**EXERCISE**
Continue the passage on how the U.S. reacted to Japan's move into southern Indochina, picking up right after its final sentence.
=== SUPPLIED TEXT ===
The U.S. found the Japanese move provocative for a couple reasons. Most basically, the U.S. was seeking to curb and reverse Japanese expansion with lesser economic pressures, and when it did not work, total economic embargo was the only card left to play, and the U.S. was certainly unwilling to let a Japanese move on this scale go without a response.

Secondly, occupation of northern Indochina could be "justified" as a measure to gain an advantage in the China War, the Tripartite Pact could be "justified" as a measure to deter the U.S. from going to war over China rather than a measure preparatory toward wider aggression. However, southern Indochina added hardly anything to the Japanese war effort in China, rather it was most useful for further advances in the direction of Thailand, Malaya, and the DEI, and it broadened the threat to the Philippines. Therefore, to American strategists, it signaled a Japanese commitment or trajectory towards further aggression outside of China.

So, say the Japanese stand pat in northern Indochina and keep fighting in China, but they do not got south of Tonkin at all during 1941.

Assume “all else being equal” vis-à-vis Europe, rest of Asia, etc.

Would the U.S. still be letting the Japanese spend their assets in America and be letting the Japanese purchase American oil on New Years Day, 1942?
=== RECORD EXCERPTS ===
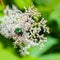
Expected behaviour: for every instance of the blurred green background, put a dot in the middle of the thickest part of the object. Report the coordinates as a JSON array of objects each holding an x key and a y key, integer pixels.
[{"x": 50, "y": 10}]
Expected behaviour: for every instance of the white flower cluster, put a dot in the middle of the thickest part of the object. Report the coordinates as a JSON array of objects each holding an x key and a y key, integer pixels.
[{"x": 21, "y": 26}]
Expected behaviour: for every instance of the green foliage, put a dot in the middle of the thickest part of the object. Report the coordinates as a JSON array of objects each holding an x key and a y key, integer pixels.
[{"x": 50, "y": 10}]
===
=== RECORD EXCERPTS ===
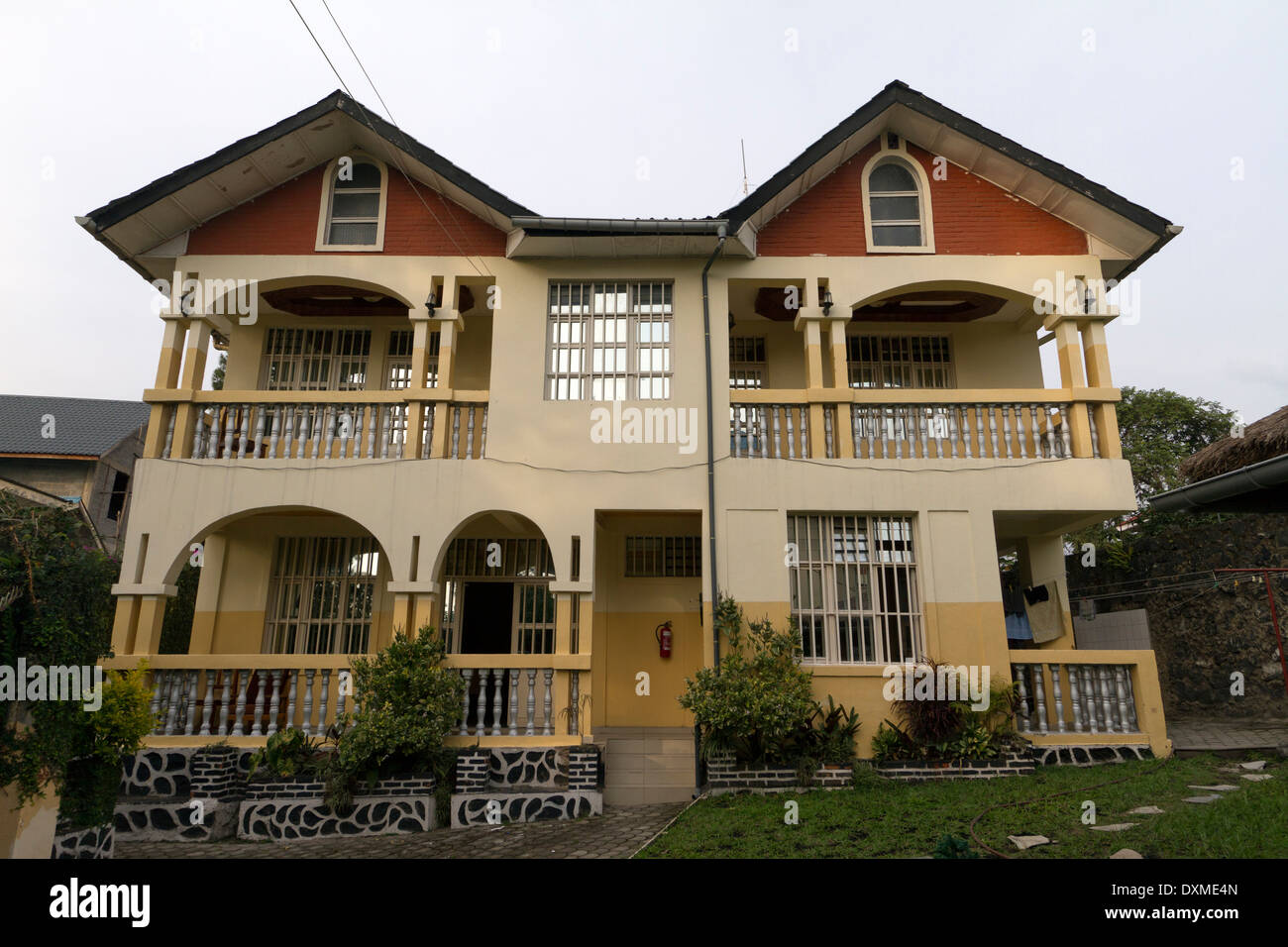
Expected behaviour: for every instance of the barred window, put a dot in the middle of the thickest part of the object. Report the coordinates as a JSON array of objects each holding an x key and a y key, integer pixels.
===
=== RECORD EXCERPTS ===
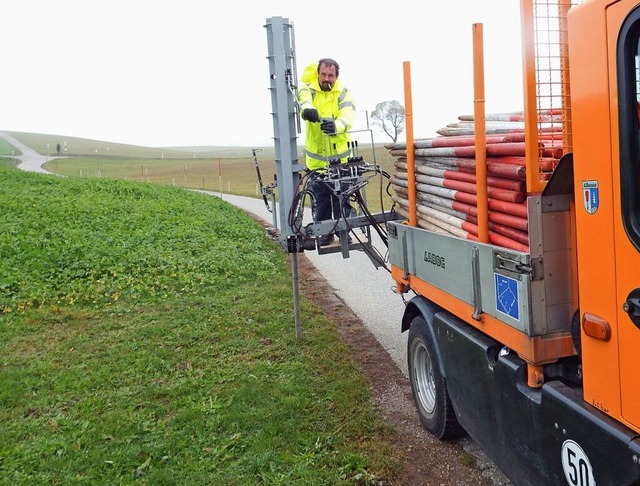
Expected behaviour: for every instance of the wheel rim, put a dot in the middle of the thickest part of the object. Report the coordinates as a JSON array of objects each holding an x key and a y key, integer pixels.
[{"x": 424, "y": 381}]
===
**RESULT BELOW**
On the one hand, this should have been strategically tolerable to the U.S. because it demonstrates that previous measures had probably succeeded in arresting Japanese aggression towards the British Empire or USA. So why mess with it, or push the Japanese into a corner, when the U.S. would only be getting stronger vis-a-vis Japan during 1942, 1943 and 1944? Especially when the main American focus is against Germany, and there are hopes of making the Tripartite Pact a dead letter.

On the other hand, might other motives have made the U.S. go for the total embargo option anyway at some point between July and December 1941? For example, simply running out of patience with Japan's ongoing war with China, and an increased American consensus to show solidarity with China or boost China's morale? Or, perhaps restraint in the south by Japan could be read as Japanese intent to prepare for an assault on the Soviet Union, in cooperation with the Nazi invasion? If the Americans took this interpretation it would be logical to want to use any available economic levers to hobble such a Japanese initiative, because the Soviets surviving was seen as crucial to the chances of containing and defeating Hitler.

Poll question: No further southern expansion from June '41 on, embargo anyway by Jan '42?

a) Yes

b) No

Your votes?

Your thoughts?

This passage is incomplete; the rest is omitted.